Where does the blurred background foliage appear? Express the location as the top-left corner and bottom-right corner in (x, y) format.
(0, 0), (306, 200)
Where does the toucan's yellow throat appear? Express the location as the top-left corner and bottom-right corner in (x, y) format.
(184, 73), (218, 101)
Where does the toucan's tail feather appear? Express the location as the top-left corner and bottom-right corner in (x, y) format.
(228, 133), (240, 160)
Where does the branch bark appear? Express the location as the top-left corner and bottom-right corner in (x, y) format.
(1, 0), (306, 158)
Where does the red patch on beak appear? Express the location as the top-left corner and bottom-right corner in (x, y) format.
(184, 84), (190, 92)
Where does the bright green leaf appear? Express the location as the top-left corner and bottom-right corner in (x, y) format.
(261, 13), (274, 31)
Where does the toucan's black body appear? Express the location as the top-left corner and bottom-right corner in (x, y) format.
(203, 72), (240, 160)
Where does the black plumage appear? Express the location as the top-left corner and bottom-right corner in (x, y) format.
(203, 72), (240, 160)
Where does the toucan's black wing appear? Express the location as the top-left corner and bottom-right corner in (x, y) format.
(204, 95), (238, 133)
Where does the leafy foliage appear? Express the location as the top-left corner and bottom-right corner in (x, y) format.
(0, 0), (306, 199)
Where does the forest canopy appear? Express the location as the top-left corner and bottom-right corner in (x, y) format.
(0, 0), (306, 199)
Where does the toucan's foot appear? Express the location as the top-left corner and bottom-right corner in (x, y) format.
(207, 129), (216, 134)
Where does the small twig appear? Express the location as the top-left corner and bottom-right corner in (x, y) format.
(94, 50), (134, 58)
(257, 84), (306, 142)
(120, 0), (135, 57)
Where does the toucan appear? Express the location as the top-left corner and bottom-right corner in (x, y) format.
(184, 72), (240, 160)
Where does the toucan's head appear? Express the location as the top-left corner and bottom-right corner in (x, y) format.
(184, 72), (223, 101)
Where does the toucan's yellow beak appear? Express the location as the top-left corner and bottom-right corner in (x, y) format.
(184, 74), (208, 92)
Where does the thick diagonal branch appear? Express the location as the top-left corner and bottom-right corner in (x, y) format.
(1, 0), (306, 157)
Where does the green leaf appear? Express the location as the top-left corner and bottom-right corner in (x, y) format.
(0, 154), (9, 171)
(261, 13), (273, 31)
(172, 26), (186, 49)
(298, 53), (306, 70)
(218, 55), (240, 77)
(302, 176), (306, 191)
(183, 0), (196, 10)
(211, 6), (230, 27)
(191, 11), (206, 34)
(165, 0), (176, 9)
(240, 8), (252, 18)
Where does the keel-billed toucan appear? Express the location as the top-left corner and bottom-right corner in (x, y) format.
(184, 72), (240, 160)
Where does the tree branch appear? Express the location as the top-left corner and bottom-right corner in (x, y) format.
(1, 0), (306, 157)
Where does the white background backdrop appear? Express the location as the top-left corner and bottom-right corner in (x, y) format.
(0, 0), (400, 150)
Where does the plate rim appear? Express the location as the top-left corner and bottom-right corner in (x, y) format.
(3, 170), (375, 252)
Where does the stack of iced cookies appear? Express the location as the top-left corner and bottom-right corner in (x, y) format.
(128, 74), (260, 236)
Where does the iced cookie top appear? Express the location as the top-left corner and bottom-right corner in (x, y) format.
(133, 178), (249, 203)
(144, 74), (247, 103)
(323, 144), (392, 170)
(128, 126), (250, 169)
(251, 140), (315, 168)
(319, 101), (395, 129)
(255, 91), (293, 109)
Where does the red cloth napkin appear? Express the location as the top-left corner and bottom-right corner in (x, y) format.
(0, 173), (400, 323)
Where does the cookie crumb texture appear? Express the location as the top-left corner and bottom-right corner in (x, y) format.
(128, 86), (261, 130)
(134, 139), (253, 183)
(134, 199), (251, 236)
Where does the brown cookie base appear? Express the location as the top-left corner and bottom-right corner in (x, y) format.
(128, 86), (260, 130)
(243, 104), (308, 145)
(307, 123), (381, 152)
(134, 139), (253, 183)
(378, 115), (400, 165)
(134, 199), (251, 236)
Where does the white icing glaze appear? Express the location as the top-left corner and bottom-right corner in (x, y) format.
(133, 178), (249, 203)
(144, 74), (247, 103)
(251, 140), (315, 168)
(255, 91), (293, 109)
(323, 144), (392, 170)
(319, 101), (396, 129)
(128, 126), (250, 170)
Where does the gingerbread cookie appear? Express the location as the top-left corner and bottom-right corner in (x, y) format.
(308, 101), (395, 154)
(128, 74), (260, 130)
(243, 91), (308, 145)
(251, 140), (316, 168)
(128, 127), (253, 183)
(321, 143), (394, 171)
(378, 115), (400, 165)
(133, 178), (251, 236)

### STATED GOAL
Pull out every line of the records that contains the word "green", matching its capitalization exactly.

### EXERCISE RESPONSE
Where does the bright green leaf appear? Express the location as the top-left corner and bottom-right corner in (x, y) format.
Where does the green leaf appear? Express the location as the top-left corner and bottom-right corner in (x, y) format.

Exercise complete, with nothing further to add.